CONSIGNES DE LA TÂCHE |
Dans l'extrait sur Valérie Plante et Québec, combien coûte chaque année la baisse d'impôt récurrente accordée par les caquistes ?

EXTRAIT DU TEXTE |
※ ※ ※

À l’aube du dépôt de son budget, Valérie Plante s’est trouvé un nouvel ennemi utile.

Pourquoi le logement manque-t-il à Montréal ? Surtout parce que Québec le sous-finance, déplore-t-elle.

Le transport collectif ? La réponse est la même. Même si elle avoue qu’elle pourrait faire mieux, le principal responsable se trouve à l’Assemblée nationale, se plaint-elle.

Et le développement économique ? Elle est plus loquace pour critiquer Québec – la hausse des droits de scolarité pour les étudiants universitaires des autres provinces – que pour développer un plan.

On a l’habitude de voir le gouvernement du Québec, peu importe sa couleur, se magasiner une chicane avec le fédéral pour faire oublier ses propres problèmes. Cette fois, la mairesse de Montréal reprend la recette.

Cette stratégie est apparue clairement dans une excellente interview éditoriale avec L’actualité1.

« Ça sert bien le gouvernement actuel de dépeindre Montréal comme étant… comme étant… »

Le journaliste Guillaume Bourgault-Côté la talonne, mais elle se défile, satisfaite d’avoir passé son message en laissant le lecteur imaginer le pire…

Montréal est négligé ? Dans la Capitale-Nationale, les gens ont dû avaler leur boisson chaude de travers. Là-bas, des animateurs radio parlent plutôt de la « Coalition avenir Montréal ».

À Québec, le troisième lien est en principe ressuscité, mais on attend d’en voir la preuve vivante. Et le tramway, lui, est sous respirateur artificiel.

Pendant ce temps, à Montréal, le prolongement de la ligne bleue avance, la première phase du REM est complétée et les autres tronçons avancent. Même si le REM de l’Est est sur la voie de garage, il n’est pas mort.

La différence avec le tramway, c’est que les caquistes y croient au moins un peu – c’était leur projet, et non une idée à laquelle ils s’étaient ralliés en se pinçant le nez.

Si la CAQ néglige une ville, ce n’est pas celle de Mme Plante.

Sur le fond, Valérie Plante mène un bon combat.

Montréal est la locomotive économique du Québec. La contribution de la région au PIB est supérieure à son poids démographique.

Comme l’a reconnu le ministre des Finances, Eric Girard, si la province a pris du retard face à l’Ontario, c’est surtout à cause de l’écart grandissant entre Montréal et Toronto.

Quand la métropole va bien, c’est donc tout le Québec qui en profite.

Mme Plante veut réduire la dépendance à l’auto, adapter les infrastructures à la crise climatique, développer le transport collectif, construire des logements et prévenir l’itinérance.

Tout en investissant un peu dans ces enjeux, les caquistes ont réduit leur marge de manœuvre en accordant une baisse d’impôt récurrente qui coûte annuellement 1,8 milliard.

Pour la mobilité durable, l’intérêt du gouvernement caquiste a été au mieux fluctuant. Par exemple, il a continué d’accélérer l’étalement urbain en promouvant des autoroutes prolongées (13, 19 et 30) ou élargies (voie réservée ajoutée sur la 15).

※ ※ ※

MATÉRIEL FOURNI |
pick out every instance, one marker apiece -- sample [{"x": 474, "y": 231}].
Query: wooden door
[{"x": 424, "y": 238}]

※ ※ ※

RÉPONSE PROPOSÉE |
Elle coûte 1,8 milliard par année.